▶ [WORK REQUIRED]: Show each line of the data below that contains the word "distant". Case counts.

Point annotation dataset records
──────────────────────────────

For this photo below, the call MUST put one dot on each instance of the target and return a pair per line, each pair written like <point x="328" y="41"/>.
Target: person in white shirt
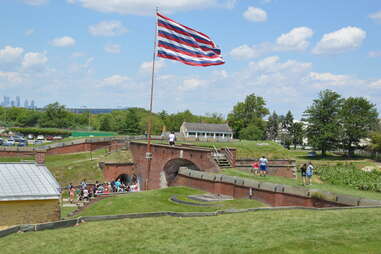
<point x="172" y="138"/>
<point x="263" y="166"/>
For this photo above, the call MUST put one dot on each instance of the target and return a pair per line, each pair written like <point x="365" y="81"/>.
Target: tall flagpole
<point x="149" y="151"/>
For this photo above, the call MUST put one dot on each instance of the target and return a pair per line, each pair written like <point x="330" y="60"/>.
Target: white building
<point x="206" y="130"/>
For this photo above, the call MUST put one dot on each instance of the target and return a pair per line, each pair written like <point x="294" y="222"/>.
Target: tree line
<point x="331" y="122"/>
<point x="132" y="121"/>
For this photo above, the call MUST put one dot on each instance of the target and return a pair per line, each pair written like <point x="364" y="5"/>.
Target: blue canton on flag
<point x="184" y="44"/>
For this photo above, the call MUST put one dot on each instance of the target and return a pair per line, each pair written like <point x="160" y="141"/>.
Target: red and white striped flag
<point x="184" y="44"/>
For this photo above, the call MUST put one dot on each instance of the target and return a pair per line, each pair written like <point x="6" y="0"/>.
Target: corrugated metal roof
<point x="27" y="181"/>
<point x="207" y="127"/>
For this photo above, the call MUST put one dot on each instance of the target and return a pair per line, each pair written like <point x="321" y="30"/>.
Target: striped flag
<point x="184" y="44"/>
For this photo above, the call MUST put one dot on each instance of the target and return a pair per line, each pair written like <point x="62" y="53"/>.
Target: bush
<point x="41" y="131"/>
<point x="351" y="176"/>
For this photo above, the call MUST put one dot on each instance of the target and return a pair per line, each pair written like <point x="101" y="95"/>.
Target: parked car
<point x="9" y="142"/>
<point x="37" y="142"/>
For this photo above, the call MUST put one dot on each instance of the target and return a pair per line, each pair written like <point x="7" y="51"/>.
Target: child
<point x="309" y="173"/>
<point x="255" y="168"/>
<point x="303" y="170"/>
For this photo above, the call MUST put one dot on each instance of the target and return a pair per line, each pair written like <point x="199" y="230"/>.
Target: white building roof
<point x="27" y="181"/>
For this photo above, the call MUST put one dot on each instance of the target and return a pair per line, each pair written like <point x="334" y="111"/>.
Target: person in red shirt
<point x="255" y="168"/>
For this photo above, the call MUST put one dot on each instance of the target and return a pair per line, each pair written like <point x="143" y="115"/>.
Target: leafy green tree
<point x="105" y="123"/>
<point x="250" y="112"/>
<point x="376" y="141"/>
<point x="251" y="132"/>
<point x="323" y="119"/>
<point x="272" y="128"/>
<point x="131" y="124"/>
<point x="358" y="117"/>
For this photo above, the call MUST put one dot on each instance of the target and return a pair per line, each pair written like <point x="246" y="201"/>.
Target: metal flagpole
<point x="149" y="151"/>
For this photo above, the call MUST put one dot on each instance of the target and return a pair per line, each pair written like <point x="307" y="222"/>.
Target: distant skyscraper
<point x="18" y="104"/>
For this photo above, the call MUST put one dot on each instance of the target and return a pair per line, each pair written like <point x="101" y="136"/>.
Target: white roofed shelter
<point x="206" y="130"/>
<point x="29" y="193"/>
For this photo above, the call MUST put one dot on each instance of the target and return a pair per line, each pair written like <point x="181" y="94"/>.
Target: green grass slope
<point x="317" y="184"/>
<point x="264" y="232"/>
<point x="158" y="200"/>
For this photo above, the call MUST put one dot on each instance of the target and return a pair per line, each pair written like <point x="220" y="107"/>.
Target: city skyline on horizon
<point x="87" y="52"/>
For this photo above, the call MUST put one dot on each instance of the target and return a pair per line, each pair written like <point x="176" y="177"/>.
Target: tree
<point x="272" y="128"/>
<point x="131" y="124"/>
<point x="323" y="119"/>
<point x="250" y="112"/>
<point x="251" y="132"/>
<point x="358" y="117"/>
<point x="105" y="123"/>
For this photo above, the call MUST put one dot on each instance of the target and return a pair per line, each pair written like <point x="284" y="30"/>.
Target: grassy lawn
<point x="72" y="168"/>
<point x="317" y="184"/>
<point x="246" y="148"/>
<point x="264" y="232"/>
<point x="301" y="156"/>
<point x="16" y="159"/>
<point x="158" y="200"/>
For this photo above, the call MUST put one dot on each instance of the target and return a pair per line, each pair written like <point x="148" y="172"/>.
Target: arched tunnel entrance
<point x="171" y="169"/>
<point x="124" y="178"/>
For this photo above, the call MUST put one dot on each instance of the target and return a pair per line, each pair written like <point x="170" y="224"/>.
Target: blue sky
<point x="98" y="53"/>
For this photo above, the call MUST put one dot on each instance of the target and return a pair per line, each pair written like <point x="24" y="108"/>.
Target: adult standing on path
<point x="172" y="138"/>
<point x="309" y="173"/>
<point x="263" y="165"/>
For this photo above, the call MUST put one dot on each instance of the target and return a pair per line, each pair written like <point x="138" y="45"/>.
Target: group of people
<point x="307" y="171"/>
<point x="85" y="191"/>
<point x="260" y="168"/>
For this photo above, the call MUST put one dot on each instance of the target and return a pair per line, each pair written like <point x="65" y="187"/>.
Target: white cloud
<point x="376" y="16"/>
<point x="272" y="64"/>
<point x="10" y="54"/>
<point x="29" y="32"/>
<point x="329" y="79"/>
<point x="340" y="41"/>
<point x="375" y="84"/>
<point x="374" y="53"/>
<point x="13" y="77"/>
<point x="107" y="28"/>
<point x="115" y="79"/>
<point x="191" y="84"/>
<point x="112" y="48"/>
<point x="35" y="2"/>
<point x="296" y="39"/>
<point x="34" y="60"/>
<point x="255" y="14"/>
<point x="247" y="52"/>
<point x="146" y="67"/>
<point x="65" y="41"/>
<point x="147" y="7"/>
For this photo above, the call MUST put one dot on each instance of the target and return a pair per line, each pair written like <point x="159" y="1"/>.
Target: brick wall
<point x="236" y="190"/>
<point x="29" y="212"/>
<point x="112" y="170"/>
<point x="162" y="154"/>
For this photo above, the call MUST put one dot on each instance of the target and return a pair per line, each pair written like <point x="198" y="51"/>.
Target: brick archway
<point x="171" y="169"/>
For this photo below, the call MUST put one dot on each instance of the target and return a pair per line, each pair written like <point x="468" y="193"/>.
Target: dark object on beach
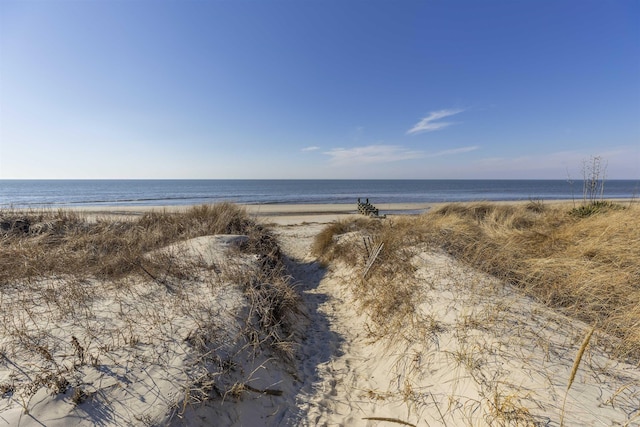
<point x="368" y="209"/>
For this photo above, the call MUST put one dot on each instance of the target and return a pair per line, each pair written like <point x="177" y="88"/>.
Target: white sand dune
<point x="153" y="354"/>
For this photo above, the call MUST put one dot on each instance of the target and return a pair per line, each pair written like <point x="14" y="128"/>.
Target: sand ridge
<point x="482" y="354"/>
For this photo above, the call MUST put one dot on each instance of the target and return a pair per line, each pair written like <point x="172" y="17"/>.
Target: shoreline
<point x="291" y="214"/>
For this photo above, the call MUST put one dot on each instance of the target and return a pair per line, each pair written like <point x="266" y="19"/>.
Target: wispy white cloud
<point x="454" y="151"/>
<point x="371" y="154"/>
<point x="430" y="123"/>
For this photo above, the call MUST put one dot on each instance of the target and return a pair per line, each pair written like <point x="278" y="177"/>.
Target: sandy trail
<point x="480" y="354"/>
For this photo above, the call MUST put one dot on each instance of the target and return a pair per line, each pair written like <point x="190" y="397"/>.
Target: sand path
<point x="490" y="357"/>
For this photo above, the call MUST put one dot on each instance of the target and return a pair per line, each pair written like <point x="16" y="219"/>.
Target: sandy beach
<point x="481" y="353"/>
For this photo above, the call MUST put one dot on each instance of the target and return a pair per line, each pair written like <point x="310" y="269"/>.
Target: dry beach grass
<point x="474" y="348"/>
<point x="155" y="302"/>
<point x="585" y="265"/>
<point x="470" y="314"/>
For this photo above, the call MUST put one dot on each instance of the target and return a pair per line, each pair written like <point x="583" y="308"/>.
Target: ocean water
<point x="67" y="193"/>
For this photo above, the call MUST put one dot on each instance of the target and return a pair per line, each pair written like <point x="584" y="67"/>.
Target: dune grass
<point x="63" y="269"/>
<point x="583" y="261"/>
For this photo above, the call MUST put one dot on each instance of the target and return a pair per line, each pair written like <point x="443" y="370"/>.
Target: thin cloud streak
<point x="429" y="124"/>
<point x="454" y="151"/>
<point x="371" y="154"/>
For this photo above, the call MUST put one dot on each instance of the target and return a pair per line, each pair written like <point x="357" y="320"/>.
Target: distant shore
<point x="288" y="214"/>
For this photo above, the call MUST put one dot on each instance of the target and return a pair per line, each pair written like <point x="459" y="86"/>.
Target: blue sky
<point x="318" y="89"/>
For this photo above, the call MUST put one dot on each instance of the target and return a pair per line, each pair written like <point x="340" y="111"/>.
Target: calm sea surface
<point x="61" y="193"/>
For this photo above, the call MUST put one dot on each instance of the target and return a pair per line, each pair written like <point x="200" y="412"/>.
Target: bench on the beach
<point x="368" y="209"/>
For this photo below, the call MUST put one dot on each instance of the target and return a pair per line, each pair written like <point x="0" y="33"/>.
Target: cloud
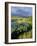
<point x="21" y="11"/>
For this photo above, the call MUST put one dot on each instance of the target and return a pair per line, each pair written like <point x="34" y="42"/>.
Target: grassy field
<point x="19" y="20"/>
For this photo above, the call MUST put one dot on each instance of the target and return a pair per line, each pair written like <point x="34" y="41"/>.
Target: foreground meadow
<point x="22" y="26"/>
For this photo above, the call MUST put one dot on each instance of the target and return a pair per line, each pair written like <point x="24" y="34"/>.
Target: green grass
<point x="23" y="20"/>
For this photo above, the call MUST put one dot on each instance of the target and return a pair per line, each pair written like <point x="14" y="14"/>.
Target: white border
<point x="9" y="23"/>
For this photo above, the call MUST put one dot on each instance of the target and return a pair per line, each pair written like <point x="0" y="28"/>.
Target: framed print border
<point x="6" y="22"/>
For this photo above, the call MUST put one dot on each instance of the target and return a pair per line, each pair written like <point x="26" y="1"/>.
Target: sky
<point x="21" y="11"/>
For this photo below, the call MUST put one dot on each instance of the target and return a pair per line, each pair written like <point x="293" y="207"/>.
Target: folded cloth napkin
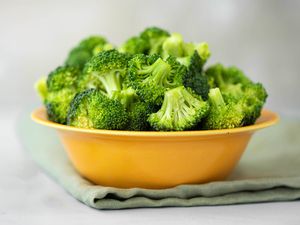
<point x="268" y="171"/>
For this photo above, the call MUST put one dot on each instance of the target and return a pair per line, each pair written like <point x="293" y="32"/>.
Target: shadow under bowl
<point x="154" y="160"/>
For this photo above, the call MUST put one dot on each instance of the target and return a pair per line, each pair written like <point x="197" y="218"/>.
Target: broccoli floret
<point x="126" y="96"/>
<point x="253" y="99"/>
<point x="57" y="105"/>
<point x="63" y="77"/>
<point x="154" y="38"/>
<point x="237" y="87"/>
<point x="138" y="111"/>
<point x="92" y="109"/>
<point x="223" y="115"/>
<point x="41" y="88"/>
<point x="229" y="79"/>
<point x="175" y="46"/>
<point x="135" y="45"/>
<point x="195" y="77"/>
<point x="105" y="71"/>
<point x="151" y="76"/>
<point x="193" y="56"/>
<point x="61" y="87"/>
<point x="181" y="110"/>
<point x="88" y="47"/>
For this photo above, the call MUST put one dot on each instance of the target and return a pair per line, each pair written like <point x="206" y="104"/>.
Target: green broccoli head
<point x="193" y="56"/>
<point x="92" y="109"/>
<point x="181" y="110"/>
<point x="154" y="37"/>
<point x="253" y="99"/>
<point x="237" y="87"/>
<point x="61" y="87"/>
<point x="135" y="45"/>
<point x="63" y="77"/>
<point x="139" y="112"/>
<point x="223" y="115"/>
<point x="151" y="76"/>
<point x="57" y="104"/>
<point x="227" y="79"/>
<point x="105" y="71"/>
<point x="195" y="78"/>
<point x="175" y="46"/>
<point x="41" y="88"/>
<point x="88" y="47"/>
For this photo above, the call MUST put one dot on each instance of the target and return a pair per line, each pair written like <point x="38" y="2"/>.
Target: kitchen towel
<point x="268" y="171"/>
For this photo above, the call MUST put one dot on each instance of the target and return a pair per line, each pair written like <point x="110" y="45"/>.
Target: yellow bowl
<point x="149" y="159"/>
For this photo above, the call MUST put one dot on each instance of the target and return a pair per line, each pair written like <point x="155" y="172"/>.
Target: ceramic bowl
<point x="155" y="160"/>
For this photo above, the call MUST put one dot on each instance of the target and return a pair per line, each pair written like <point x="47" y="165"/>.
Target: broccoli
<point x="151" y="76"/>
<point x="223" y="115"/>
<point x="105" y="71"/>
<point x="195" y="77"/>
<point x="92" y="109"/>
<point x="193" y="56"/>
<point x="63" y="77"/>
<point x="236" y="86"/>
<point x="135" y="45"/>
<point x="175" y="46"/>
<point x="229" y="79"/>
<point x="57" y="104"/>
<point x="154" y="38"/>
<point x="138" y="110"/>
<point x="41" y="88"/>
<point x="88" y="47"/>
<point x="61" y="86"/>
<point x="153" y="81"/>
<point x="148" y="42"/>
<point x="181" y="110"/>
<point x="253" y="99"/>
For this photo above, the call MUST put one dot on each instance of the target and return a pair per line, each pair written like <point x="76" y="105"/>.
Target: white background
<point x="261" y="37"/>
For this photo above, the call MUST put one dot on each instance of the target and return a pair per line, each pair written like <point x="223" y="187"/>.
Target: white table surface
<point x="28" y="196"/>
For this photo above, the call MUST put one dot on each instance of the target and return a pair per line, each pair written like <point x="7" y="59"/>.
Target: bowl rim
<point x="267" y="118"/>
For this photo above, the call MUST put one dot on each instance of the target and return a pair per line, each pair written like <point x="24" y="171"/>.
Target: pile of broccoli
<point x="153" y="81"/>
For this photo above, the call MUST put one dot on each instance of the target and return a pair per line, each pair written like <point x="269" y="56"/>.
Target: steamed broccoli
<point x="135" y="45"/>
<point x="193" y="56"/>
<point x="151" y="76"/>
<point x="105" y="71"/>
<point x="61" y="86"/>
<point x="253" y="99"/>
<point x="88" y="47"/>
<point x="181" y="110"/>
<point x="223" y="114"/>
<point x="153" y="81"/>
<point x="138" y="110"/>
<point x="41" y="88"/>
<point x="63" y="77"/>
<point x="229" y="79"/>
<point x="154" y="38"/>
<point x="148" y="42"/>
<point x="175" y="46"/>
<point x="92" y="109"/>
<point x="236" y="86"/>
<point x="57" y="104"/>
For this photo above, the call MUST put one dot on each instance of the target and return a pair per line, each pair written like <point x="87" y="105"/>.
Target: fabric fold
<point x="265" y="173"/>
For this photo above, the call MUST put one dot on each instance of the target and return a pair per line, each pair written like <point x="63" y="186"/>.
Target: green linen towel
<point x="268" y="171"/>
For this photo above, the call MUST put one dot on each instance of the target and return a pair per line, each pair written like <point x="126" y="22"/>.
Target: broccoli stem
<point x="111" y="82"/>
<point x="178" y="103"/>
<point x="216" y="98"/>
<point x="160" y="71"/>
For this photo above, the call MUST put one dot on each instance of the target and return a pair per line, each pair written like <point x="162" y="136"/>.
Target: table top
<point x="28" y="196"/>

──────────────────────────────

▶ [SOLUTION TO THE PROBLEM]:
Target: distant skyscraper
Target: distant shore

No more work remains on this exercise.